Starting at the first line of the entries, extract each line up to and including the one that contains "514L206 572H244L245 505L172", but leave out the pictures.

▶ [Collected data entries]
####

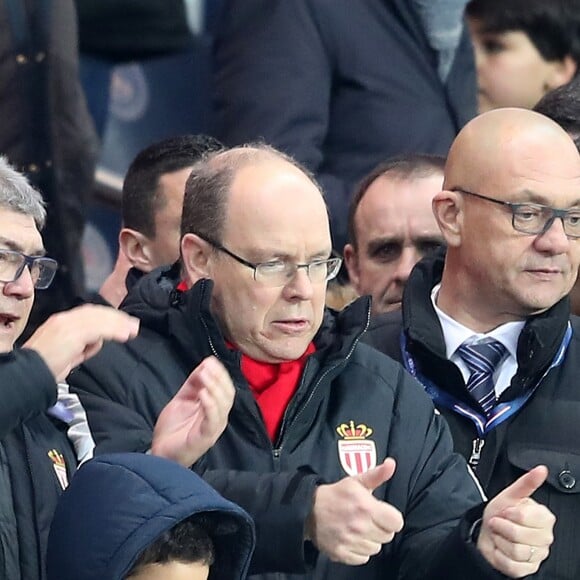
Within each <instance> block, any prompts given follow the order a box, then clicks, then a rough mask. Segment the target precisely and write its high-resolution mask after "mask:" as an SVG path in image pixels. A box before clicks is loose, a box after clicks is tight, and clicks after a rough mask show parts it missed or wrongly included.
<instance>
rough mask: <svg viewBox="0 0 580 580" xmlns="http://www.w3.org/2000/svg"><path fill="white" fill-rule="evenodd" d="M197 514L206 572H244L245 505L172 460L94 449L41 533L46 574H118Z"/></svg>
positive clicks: (89, 577) (124, 570) (250, 536)
mask: <svg viewBox="0 0 580 580" xmlns="http://www.w3.org/2000/svg"><path fill="white" fill-rule="evenodd" d="M198 513H203V514H204V516H205V517H206V519H207V520H209V522H210V525H211V528H212V529H211V530H209V534H210V536H211V538H212V540H213V543H214V547H215V563H214V564H213V565H212V566H211V569H210V574H209V579H210V580H237V579H243V578H245V577H246V573H247V570H248V566H249V562H250V557H251V555H252V551H253V548H254V541H255V540H254V528H253V523H252V520H251V518H250V516H249V515H248V514H247V513H246V512H245V511H243V510H242V509H241V508H240V507H239V506H237V505H236V504H234V503H231V502H229V501H227V500H226V499H224V498H223V497H222V496H221V495H219V494H218V493H217V492H216V491H215V490H214V489H213V488H211V487H210V486H209V485H208V484H207V483H205V482H204V481H203V480H202V479H200V478H199V477H198V476H197V475H196V474H195V473H193V472H192V471H190V470H188V469H185V468H183V467H181V466H180V465H178V464H176V463H174V462H172V461H168V460H166V459H162V458H160V457H155V456H152V455H145V454H142V453H119V454H110V455H102V456H101V457H98V458H96V459H93V460H92V461H89V462H88V463H86V464H85V465H84V466H83V467H81V468H80V470H79V471H78V472H77V474H76V475H75V476H74V478H73V480H72V482H71V484H70V486H69V487H68V489H67V490H66V491H65V492H64V494H63V495H62V498H61V501H60V502H59V505H58V507H57V510H56V513H55V516H54V519H53V522H52V526H51V529H50V535H49V540H48V556H47V571H48V579H49V580H122V579H124V578H125V577H126V575H127V573H128V572H129V571H130V569H131V568H132V566H133V564H134V563H135V561H136V559H137V558H138V556H139V555H140V554H141V552H142V551H143V550H144V549H145V548H146V547H148V546H149V545H150V544H152V543H153V542H154V541H155V540H156V539H157V538H158V537H159V536H160V535H161V534H163V533H164V532H165V531H167V530H169V529H171V528H172V527H173V526H175V525H176V524H178V523H179V522H181V521H183V520H184V519H186V518H188V517H189V516H191V515H193V514H198Z"/></svg>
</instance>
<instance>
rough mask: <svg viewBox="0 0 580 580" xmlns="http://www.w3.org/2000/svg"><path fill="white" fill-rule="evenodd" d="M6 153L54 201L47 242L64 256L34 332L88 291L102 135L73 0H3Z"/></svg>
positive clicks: (1, 138) (53, 252) (3, 120)
mask: <svg viewBox="0 0 580 580" xmlns="http://www.w3.org/2000/svg"><path fill="white" fill-rule="evenodd" d="M0 30H1V31H2V33H1V34H0V117H1V118H2V123H1V124H0V154H3V155H6V156H7V157H8V159H9V161H10V162H11V163H12V164H13V165H14V166H15V167H17V168H18V169H19V170H21V171H23V172H24V173H26V175H27V176H28V177H29V179H30V181H31V182H32V183H33V185H34V186H35V187H37V188H38V189H39V190H40V191H41V192H42V194H43V196H44V199H45V200H46V202H47V212H48V213H47V221H46V227H45V229H44V243H45V245H46V249H47V252H48V253H49V254H50V255H51V256H52V257H53V258H55V259H56V260H57V261H58V263H59V269H58V271H57V273H56V276H55V280H54V283H53V284H52V286H51V287H50V288H49V289H48V290H47V291H46V292H44V293H42V295H39V296H38V299H37V300H36V301H35V306H34V309H33V312H32V314H31V318H30V324H29V329H27V331H26V332H25V334H26V335H29V334H30V331H31V330H32V329H33V328H34V327H35V326H37V325H38V324H39V323H40V322H42V321H43V320H44V319H46V317H47V316H48V315H49V314H51V313H52V312H55V311H58V310H63V309H65V308H68V307H70V306H71V305H73V304H74V303H75V299H76V297H77V296H78V295H79V294H82V293H83V291H84V275H83V267H82V259H81V239H82V235H83V230H84V224H85V209H86V205H87V201H88V199H89V194H90V192H91V189H92V184H93V173H94V165H95V159H96V152H97V139H96V135H95V132H94V129H93V125H92V121H91V118H90V115H89V113H88V110H87V107H86V102H85V97H84V95H83V92H82V89H81V86H80V82H79V75H78V46H77V26H76V14H75V10H74V4H73V1H72V0H59V1H56V0H42V1H41V0H32V1H29V2H24V1H23V0H0Z"/></svg>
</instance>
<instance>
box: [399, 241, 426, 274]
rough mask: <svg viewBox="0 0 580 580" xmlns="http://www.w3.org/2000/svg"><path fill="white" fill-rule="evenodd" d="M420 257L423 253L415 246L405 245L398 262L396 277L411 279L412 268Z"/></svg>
mask: <svg viewBox="0 0 580 580" xmlns="http://www.w3.org/2000/svg"><path fill="white" fill-rule="evenodd" d="M420 259H421V254H420V253H419V252H418V251H417V249H416V248H415V247H414V246H405V247H404V248H403V250H402V251H401V255H400V256H399V261H398V262H397V268H396V270H395V278H397V279H398V280H401V281H404V282H406V281H407V280H408V279H409V276H410V274H411V270H412V269H413V268H414V266H415V264H416V263H417V262H418V261H419V260H420Z"/></svg>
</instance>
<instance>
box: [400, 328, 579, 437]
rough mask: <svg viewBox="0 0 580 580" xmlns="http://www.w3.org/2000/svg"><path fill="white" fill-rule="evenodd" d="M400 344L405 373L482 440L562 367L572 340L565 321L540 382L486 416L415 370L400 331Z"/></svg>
mask: <svg viewBox="0 0 580 580" xmlns="http://www.w3.org/2000/svg"><path fill="white" fill-rule="evenodd" d="M400 337H401V338H400V343H401V353H402V355H403V363H404V365H405V368H406V369H407V371H408V372H409V373H411V374H412V375H413V376H414V377H415V378H416V379H417V380H418V381H419V382H420V383H421V384H422V385H423V387H424V388H425V391H426V392H427V394H428V395H429V396H430V397H431V399H433V402H434V403H435V404H436V405H439V406H441V407H446V408H447V409H451V410H452V411H455V412H456V413H458V414H459V415H463V416H464V417H467V418H468V419H470V420H471V421H472V422H473V423H474V425H475V427H476V429H477V433H478V435H479V437H483V436H484V435H485V434H487V433H489V432H490V431H491V430H492V429H494V428H495V427H497V426H498V425H499V424H500V423H502V422H503V421H505V420H507V419H509V418H510V417H511V416H512V415H513V414H515V413H517V412H518V411H519V410H520V409H521V408H522V407H523V406H524V405H525V403H526V401H527V400H528V399H529V398H530V397H531V396H532V394H533V393H534V391H535V390H536V389H537V388H538V387H539V386H540V383H541V382H542V381H543V380H544V379H545V378H546V375H547V374H548V373H549V372H550V371H551V370H552V369H553V368H555V367H557V366H558V365H560V364H562V361H563V360H564V355H565V354H566V350H568V345H569V344H570V340H571V338H572V325H571V324H570V321H568V326H567V327H566V333H565V334H564V338H563V339H562V343H561V344H560V348H558V352H557V353H556V356H555V357H554V360H552V364H550V366H549V367H548V369H547V370H546V371H545V372H544V374H543V375H542V376H541V377H540V380H539V381H538V382H537V383H536V385H535V386H534V387H533V388H532V389H529V390H527V391H526V392H525V393H524V394H523V395H521V396H520V397H518V398H517V399H513V400H512V401H507V402H505V403H500V404H499V405H496V406H495V407H494V409H493V412H492V414H491V415H490V416H489V417H486V416H485V415H482V414H481V413H479V412H477V411H474V410H473V409H472V408H471V407H470V406H469V405H467V404H466V403H464V402H463V401H460V400H458V399H456V398H455V397H453V396H452V395H450V394H449V393H446V392H445V391H443V390H442V389H440V388H439V387H438V386H437V385H436V384H435V383H434V382H433V381H431V380H430V379H428V378H427V377H426V376H424V375H423V374H422V373H420V372H419V371H418V370H417V365H416V363H415V360H414V359H413V357H412V356H411V354H410V353H409V351H408V349H407V337H406V336H405V333H404V331H401V335H400Z"/></svg>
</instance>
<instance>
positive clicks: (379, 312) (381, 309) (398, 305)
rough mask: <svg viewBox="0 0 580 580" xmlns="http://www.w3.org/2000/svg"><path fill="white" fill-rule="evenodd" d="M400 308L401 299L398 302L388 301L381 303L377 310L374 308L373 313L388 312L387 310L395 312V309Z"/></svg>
mask: <svg viewBox="0 0 580 580" xmlns="http://www.w3.org/2000/svg"><path fill="white" fill-rule="evenodd" d="M400 308H401V301H400V300H399V301H398V302H387V303H385V304H381V305H380V306H379V308H377V309H376V310H374V309H373V315H376V314H386V313H387V312H393V311H394V310H399V309H400Z"/></svg>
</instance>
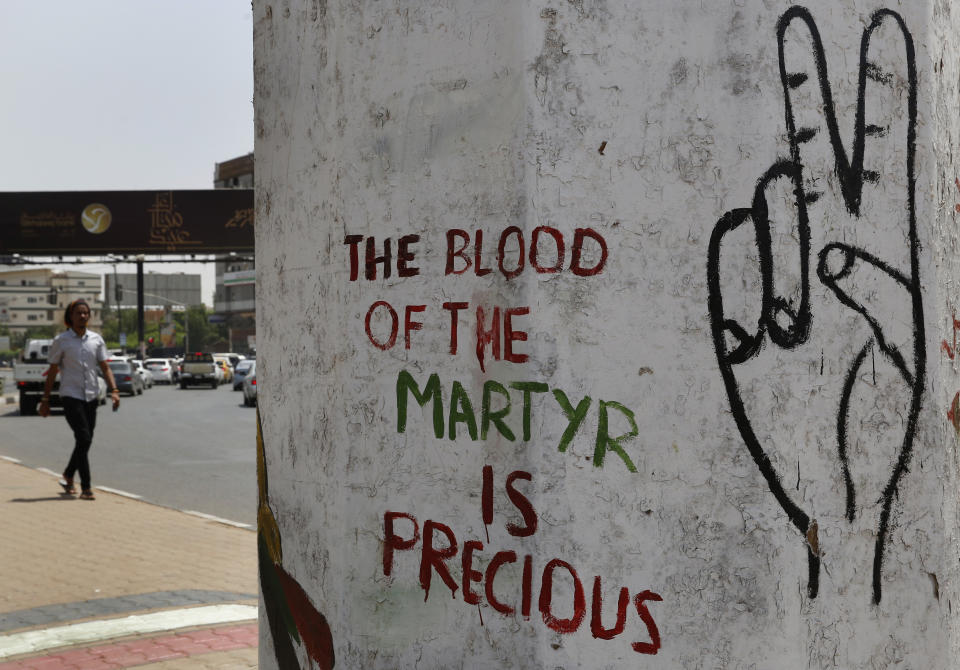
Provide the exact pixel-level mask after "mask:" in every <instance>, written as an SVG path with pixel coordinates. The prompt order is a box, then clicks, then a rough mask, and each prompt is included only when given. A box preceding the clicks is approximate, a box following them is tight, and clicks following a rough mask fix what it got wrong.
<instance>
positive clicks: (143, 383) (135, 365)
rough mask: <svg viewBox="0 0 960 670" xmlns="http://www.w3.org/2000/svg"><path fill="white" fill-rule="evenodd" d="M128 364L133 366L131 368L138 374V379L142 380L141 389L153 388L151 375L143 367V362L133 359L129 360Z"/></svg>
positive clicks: (148, 370)
mask: <svg viewBox="0 0 960 670" xmlns="http://www.w3.org/2000/svg"><path fill="white" fill-rule="evenodd" d="M130 363H132V364H133V367H135V368H136V369H137V372H138V373H139V374H140V377H141V378H142V379H143V388H145V389H149V388H153V375H152V374H151V373H150V371H149V370H147V369H146V368H145V367H143V361H140V360H137V359H135V358H131V359H130Z"/></svg>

####

▶ [ANSWER SPACE]
Within each <instance> block, any prompts given follow the order a box, then clicks, then a rough mask. Segment the target precisely and write its high-resolution mask after "mask:" as an SVG path in image pixels. A box before clicks is loose, a box after clicks is tight, and clicks after a rough mask show parts it missed or wrongly included.
<instance>
rough mask: <svg viewBox="0 0 580 580" xmlns="http://www.w3.org/2000/svg"><path fill="white" fill-rule="evenodd" d="M197 514L206 572H244L245 505L172 460L94 449L41 533L46 574H118Z"/></svg>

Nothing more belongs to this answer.